READING TEXT
<<<<

Can we set task wise parameters using Databricks Jobs API "run-now"

1k Views Asked by At

I have a job with multiple tasks like Task1 -> Task2. I am trying to call the job using api "run now". Task details are below

Task1 - It executes a Note Book with some input parameters

Task2 - It executes a Note Book with some input parameters

So, how I can provide parameters to job api using "run now" command for task1,task2?

I have a parameter "lib" which needs to have values 'pandas' and 'spark' task wise.

I know that we can give unique parameter names like Task1_lib, Task2_lib and read that way.

current way: json = {"job_id" : 3234234, "notebook_params":{Task1_lib: a, Task2_lib: b}}

Is there a way to send task wise parameters?

2

There are 2 best solutions below

0
On

It's not supported right now - parameters are defined on the job level. You can ask your Databricks representative (if you have) to communicate this ask to the product team who works on the Databricks Workflows.

0
On

A bit of a hack but I managed to do it by first updating the tasks using the updates API and then running the job.

Here is a rough template of how in python:

import requests

token = TOKEN
workspace = WORKSPACE
job_id = JOB_ID
headers = {"Authorization": f"Bearer {token}"}
url = f"{workspace}/api/2.0/jobs/update"

tasks = [{
    "task_key": "task_1",
    "notebook_task": {
        "notebook_path": "/path/to/notebook",
        "base_parameters": {
            "param_1": "new param here",
            "param_2":  "new param here",
        },
        "source": "WORKSPACE",
    },
    "job_cluster_key": "Job_cluster",
    "timeout_seconds": 0,
},
{
    "task_key": "task_2",
    "notebook_task": {
        "notebook_path": "/path/to/notebook",
        "base_parameters": {
            "param_1": "new param here",
            "param_2":  "new param here",
        },
        "source": "WORKSPACE",
    },
    "job_cluster_key": "Job_cluster",
    "timeout_seconds": 0,
}]


json = {
    "job_id": job_id,
    "new_settings" : {"tasks": tasks}
}

resp = requests.post(url=url, headers=headers, json=json)

>>>>

ENTRIES PROVIDED
<<<<

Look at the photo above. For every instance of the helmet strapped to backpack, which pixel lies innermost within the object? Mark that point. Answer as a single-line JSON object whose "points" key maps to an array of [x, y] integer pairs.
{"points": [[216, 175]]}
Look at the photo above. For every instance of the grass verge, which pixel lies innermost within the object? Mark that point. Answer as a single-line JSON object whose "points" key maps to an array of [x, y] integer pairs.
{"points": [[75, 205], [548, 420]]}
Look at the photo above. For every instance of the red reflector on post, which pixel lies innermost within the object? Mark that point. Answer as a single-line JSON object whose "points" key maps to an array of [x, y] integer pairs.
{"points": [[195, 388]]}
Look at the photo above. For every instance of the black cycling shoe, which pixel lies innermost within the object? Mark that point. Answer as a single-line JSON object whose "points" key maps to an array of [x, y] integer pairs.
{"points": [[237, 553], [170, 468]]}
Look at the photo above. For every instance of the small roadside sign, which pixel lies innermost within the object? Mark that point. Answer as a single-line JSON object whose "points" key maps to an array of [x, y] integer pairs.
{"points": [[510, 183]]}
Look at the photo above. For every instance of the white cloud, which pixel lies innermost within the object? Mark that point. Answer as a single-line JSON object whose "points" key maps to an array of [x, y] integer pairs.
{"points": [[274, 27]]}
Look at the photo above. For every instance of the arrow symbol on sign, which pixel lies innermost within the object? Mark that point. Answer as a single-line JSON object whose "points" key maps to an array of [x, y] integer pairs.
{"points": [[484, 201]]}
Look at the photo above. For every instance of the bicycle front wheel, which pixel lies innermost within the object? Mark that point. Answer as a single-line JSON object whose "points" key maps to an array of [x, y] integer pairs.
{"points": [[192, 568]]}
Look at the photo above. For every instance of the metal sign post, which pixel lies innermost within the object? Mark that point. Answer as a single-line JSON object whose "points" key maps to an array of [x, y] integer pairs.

>>>>

REQUIREMENT
Rewrite the forum thread from "There are 2" down to "the Databricks Workflows.", putting "account manager" in place of "Databricks representative". Rely on the forum thread alone, not on the records.

RESULT FOR THIS TASK
There are 2 best solutions below

0
On

It's not supported right now - parameters are defined on the job level. You can ask your account manager (if you have) to communicate this ask to the product team who works on the Databricks Workflows.